**STATED PROBLEM 1**
Answer these about the sheet bending text:
(a) Which testing machine was used?
(b) How many pads were used, and what were they?
(c) What size were the bend specimens?
**STATED PROBLEM 2**
Print the stretch of the sheet bending text from "The pressure is" through "energy consumption possible.", word for word.

**READING TEXT**
┌────────

Abstract: This paper presents some experimental results concerning sheet bending with an elastic die. The testing machine is INSTRON 1196 and the die was realized by the authors with the possibility to change the pad. Three different pads were used: a metallic one and two made of rubber with different hardness. Tests were performed with four different radii for the punch. Punch load is studied both in metallic die and by using a rubber pad. The influence of punch radius and punch stroke upon punch load is also presented. The accuracy of the specimen is also discussed. Proposals for geometrical dimensions of the pad are made.

Key words: bending, rubber, stroke, radius, accuracy

1. INTRODUCTION

Sheet metal forming with elastic tools includes applications such as bending of sheet, bulging of tubes, cutting and deep drawing.

Bending with elastic tools means that one half of the forming tool, either the punch or the die, is replaced by a pad of rubber like materials, called elastomers.

The main advantage of rubber forming in comparison with conventional process using two steel tools is the fact that only the steel punch is needed, while an inexpensive and universally elastomer pad replaces the die.

The pressure is one of the most important characteristics of the process of forming with elastic tools (von Ende, 1991). If the dimensions of the work piece are too large, or in case the construction of the tool is not properly done, the pressure necessary for bending might be in exceed and the forming press might not be able to do it (Hancu & Achimas, 2005).

In this context, it seems important to determine the most accurate technology of elastic bending in order to have the smallest energy consumption possible.

2. GENERAL CONSIDERATIONS

Bending tool used for tests is shown in figure 1. It is a die for bending V parts that can also be adapted for a metallic pad. Sheet material is A3 SR EN 10130:2007 with thickness of 1mm. Bend specimens has the following size: 50x50x1mm.

└────────

**EXTRACTED DATA**
┌────────

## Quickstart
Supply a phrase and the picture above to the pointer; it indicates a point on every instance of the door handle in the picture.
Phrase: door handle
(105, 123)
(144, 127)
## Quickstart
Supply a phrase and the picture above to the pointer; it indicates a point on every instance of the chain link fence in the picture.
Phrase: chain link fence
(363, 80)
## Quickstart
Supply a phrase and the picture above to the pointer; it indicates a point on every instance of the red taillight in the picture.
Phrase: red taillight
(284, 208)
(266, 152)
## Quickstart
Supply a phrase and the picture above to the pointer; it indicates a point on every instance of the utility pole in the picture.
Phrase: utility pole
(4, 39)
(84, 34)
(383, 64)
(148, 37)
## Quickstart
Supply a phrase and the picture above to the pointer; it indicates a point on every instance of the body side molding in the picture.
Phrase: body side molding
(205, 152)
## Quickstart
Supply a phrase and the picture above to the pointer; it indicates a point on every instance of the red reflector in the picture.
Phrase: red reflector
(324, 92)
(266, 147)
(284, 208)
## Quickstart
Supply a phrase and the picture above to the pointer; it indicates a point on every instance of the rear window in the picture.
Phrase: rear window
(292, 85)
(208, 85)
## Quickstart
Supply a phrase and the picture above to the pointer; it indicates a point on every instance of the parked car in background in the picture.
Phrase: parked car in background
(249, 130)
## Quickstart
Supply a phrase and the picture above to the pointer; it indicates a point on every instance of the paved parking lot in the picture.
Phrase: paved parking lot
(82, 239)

└────────
┌────────

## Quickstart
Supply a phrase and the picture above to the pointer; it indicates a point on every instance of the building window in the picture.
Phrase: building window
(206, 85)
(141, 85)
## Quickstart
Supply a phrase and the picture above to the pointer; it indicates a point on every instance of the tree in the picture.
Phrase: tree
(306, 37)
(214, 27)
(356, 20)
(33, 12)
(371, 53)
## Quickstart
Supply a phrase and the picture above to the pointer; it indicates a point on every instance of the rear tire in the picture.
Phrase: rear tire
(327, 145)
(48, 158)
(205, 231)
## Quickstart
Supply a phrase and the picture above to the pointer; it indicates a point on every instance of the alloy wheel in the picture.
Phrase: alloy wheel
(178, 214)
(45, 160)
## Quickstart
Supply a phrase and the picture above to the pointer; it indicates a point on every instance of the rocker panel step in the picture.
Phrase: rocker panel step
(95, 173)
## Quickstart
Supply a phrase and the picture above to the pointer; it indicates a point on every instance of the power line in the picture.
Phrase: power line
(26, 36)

└────────
┌────────

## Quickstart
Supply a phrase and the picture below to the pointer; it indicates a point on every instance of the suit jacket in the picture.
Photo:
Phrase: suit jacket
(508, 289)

└────────

**CORRECT ANSWER 1**
(a) INSTRON 1196
(b) Three: a metallic one and two made of rubber with different hardness
(c) 50x50x1mm

**CORRECT ANSWER 2**
The pressure is one of the most important characteristics of the process of forming with elastic tools (von Ende, 1991). If the dimensions of the work piece are too large, or in case the construction of the tool is not properly done, the pressure necessary for bending might be in exceed and the forming press might not be able to do it (Hancu & Achimas, 2005).

In this context, it seems important to determine the most accurate technology of elastic bending in order to have the smallest energy consumption possible.